◆ List of tasks ◆
a) Translate into Spanish the following sentence from the summary of the Bronx Zoo tiger and lion cases: "All respiratory signs resolved within one week except one tiger, whose signs lasted for 16 days."
b) Reproduce without alteration everything in the summary of the Bronx Zoo tiger and lion cases from "Case Series, Ecological" down to "April 1, 2020.".

Case Series, Ecological
Study population and setting
The population includes tigers (Panthera tigris) and lions (Panthera leo) at the Bronx Zoo in New York, USA experiencing respiratory illness starting March 27, 2020. In addition to animals, researchers tested ten zookeepers and two managers that had close contact with tigers and lions between March 16 and April 1, 2020.
Summary of Main Findings
Four tigers and three lions (housed in a separate building from the tigers) developed mild respiratory signs when New York was experiencing a widespread outbreak of COVID-19 – the first tiger became ill on March 27, 2020. All respiratory signs resolved within one week except one tiger, whose signs lasted for 16 days. Examination in the first ill tiger revealed evidence of tracheitis in tracheal washes and in situ hybridization showed the presence of SARS-CoV-2 RNA in necrotic and inflammatory cells. Evidence of SARS-CoV-2 RNA was detected in respiratory secretions and/or feces from all seven animals; virus was isolated from three animals using Vero cells inoculated with tracheal wash fluid or fecal samples. Four staff (two tiger and two lion keepers) reported mild respiratory symptoms during this period. After oropharyngeal and blood samples were collected from symptomatic keepers on April 6, 2020, viral RNA or antibodies were detected in all four keepers. Nine SARS-CoV-2 genomes were sequenced (four from tigers, three from lions, and two from keepers) and eight full-length spike sequences (seven from symptomatic animals and one from an asymptomatic animal) were generated directly from respiratory and/or fecal samples. Viral whole genome sequencing revealed two genetic variants in animals, suggesting separate viral introductions to the animal populations. The tiger viruses were similar to those in their keepers, but lion viruses were of unknown origin.

Point localization data:
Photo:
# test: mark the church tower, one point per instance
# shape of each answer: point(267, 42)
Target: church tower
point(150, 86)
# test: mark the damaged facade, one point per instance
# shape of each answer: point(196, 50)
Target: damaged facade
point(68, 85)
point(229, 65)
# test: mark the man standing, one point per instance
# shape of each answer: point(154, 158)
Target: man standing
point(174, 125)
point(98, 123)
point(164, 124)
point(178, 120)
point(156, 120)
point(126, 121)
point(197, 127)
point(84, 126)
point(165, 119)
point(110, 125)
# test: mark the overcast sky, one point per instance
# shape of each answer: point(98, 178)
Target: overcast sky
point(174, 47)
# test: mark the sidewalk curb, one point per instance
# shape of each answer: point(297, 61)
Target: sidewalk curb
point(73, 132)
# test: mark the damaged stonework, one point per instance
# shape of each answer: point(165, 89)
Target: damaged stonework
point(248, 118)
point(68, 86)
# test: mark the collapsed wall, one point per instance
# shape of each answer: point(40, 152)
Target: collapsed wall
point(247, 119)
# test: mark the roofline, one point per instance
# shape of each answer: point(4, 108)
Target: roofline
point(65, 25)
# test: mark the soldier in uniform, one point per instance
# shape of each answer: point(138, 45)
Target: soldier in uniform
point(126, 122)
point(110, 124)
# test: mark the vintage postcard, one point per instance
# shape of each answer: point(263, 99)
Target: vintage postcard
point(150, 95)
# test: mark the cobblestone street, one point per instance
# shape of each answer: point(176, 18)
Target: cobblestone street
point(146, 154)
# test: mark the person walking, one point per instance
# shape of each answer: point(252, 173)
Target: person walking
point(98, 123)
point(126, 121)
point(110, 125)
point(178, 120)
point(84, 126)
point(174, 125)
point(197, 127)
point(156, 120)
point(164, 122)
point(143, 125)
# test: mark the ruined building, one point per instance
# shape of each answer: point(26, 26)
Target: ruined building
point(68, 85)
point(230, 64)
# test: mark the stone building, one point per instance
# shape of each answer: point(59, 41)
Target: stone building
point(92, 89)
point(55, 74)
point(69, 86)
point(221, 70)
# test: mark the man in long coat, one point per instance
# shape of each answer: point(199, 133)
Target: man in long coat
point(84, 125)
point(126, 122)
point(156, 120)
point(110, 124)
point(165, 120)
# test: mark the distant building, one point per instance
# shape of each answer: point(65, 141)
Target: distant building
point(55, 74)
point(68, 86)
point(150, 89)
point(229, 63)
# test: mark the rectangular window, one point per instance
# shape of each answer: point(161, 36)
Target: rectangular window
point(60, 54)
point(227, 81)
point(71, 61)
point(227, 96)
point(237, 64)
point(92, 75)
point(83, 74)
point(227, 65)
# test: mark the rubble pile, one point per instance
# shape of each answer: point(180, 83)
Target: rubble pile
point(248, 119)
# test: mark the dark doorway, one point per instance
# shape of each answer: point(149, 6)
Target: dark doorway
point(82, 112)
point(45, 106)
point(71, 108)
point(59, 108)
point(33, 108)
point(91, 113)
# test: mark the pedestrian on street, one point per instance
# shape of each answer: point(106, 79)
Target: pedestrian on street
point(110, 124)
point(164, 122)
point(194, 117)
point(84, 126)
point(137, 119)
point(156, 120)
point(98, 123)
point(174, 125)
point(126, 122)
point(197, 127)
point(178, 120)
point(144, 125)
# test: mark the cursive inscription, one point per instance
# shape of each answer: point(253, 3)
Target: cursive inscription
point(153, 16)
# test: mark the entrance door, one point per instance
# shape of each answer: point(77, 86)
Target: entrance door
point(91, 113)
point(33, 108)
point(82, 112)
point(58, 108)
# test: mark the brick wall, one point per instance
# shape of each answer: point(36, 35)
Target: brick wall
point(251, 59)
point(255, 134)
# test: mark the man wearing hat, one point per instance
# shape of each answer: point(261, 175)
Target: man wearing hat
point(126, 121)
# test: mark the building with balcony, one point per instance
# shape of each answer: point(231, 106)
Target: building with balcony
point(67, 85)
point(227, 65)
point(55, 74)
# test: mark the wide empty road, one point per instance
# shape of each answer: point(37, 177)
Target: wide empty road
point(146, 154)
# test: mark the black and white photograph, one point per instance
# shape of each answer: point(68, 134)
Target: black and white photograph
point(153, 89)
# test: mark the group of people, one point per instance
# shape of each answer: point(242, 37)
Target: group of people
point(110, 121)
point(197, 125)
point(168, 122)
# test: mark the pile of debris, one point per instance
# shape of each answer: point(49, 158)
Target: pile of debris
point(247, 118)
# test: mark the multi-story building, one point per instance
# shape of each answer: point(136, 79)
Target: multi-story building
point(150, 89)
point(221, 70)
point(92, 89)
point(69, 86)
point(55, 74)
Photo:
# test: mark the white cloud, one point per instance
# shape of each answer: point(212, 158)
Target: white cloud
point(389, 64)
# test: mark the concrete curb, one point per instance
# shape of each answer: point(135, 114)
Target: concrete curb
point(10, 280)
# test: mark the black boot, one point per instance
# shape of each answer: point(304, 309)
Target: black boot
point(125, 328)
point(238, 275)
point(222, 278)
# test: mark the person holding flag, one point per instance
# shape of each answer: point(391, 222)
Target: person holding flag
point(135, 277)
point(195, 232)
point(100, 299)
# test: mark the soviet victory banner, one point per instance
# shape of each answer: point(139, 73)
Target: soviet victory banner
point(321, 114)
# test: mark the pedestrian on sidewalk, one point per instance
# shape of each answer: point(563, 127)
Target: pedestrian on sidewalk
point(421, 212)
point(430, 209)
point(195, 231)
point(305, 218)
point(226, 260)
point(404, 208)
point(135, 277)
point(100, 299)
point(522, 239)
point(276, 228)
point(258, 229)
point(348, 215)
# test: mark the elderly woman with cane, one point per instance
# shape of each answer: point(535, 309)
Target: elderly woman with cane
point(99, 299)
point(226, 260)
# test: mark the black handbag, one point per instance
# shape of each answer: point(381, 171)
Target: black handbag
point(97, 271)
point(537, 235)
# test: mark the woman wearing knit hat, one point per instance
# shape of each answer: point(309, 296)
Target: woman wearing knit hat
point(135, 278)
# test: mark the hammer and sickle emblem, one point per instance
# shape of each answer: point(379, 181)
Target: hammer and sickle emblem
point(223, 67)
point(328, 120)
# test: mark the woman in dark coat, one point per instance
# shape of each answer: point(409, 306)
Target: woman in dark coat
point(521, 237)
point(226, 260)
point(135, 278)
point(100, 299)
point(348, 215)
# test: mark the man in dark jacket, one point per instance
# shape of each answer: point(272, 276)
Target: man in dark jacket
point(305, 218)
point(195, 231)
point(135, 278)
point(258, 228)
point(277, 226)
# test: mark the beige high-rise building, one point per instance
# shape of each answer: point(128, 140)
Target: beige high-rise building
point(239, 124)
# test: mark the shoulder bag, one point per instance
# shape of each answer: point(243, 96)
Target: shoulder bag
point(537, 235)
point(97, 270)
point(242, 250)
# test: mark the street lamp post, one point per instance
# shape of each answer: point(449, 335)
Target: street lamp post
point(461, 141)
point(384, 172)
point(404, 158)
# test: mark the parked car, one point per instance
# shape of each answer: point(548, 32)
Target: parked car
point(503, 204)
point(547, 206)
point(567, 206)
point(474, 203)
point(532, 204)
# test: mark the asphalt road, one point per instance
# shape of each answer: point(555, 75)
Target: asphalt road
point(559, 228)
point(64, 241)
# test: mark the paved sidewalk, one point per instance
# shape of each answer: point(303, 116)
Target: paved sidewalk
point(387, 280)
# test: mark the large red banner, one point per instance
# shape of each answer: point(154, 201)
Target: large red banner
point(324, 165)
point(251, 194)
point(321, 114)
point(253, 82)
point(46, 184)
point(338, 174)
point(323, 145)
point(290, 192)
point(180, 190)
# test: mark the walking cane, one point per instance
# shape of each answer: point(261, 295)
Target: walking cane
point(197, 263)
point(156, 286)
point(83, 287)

◆ Task-by-task solutions ◆
a) Todos los signos respiratorios desaparecieron en el plazo de una semana, excepto en un tigre, cuyos signos duraron 16 días.

b)
Case Series, Ecological
Study population and setting
The population includes tigers (Panthera tigris) and lions (Panthera leo) at the Bronx Zoo in New York, USA experiencing respiratory illness starting March 27, 2020. In addition to animals, researchers tested ten zookeepers and two managers that had close contact with tigers and lions between March 16 and April 1, 2020.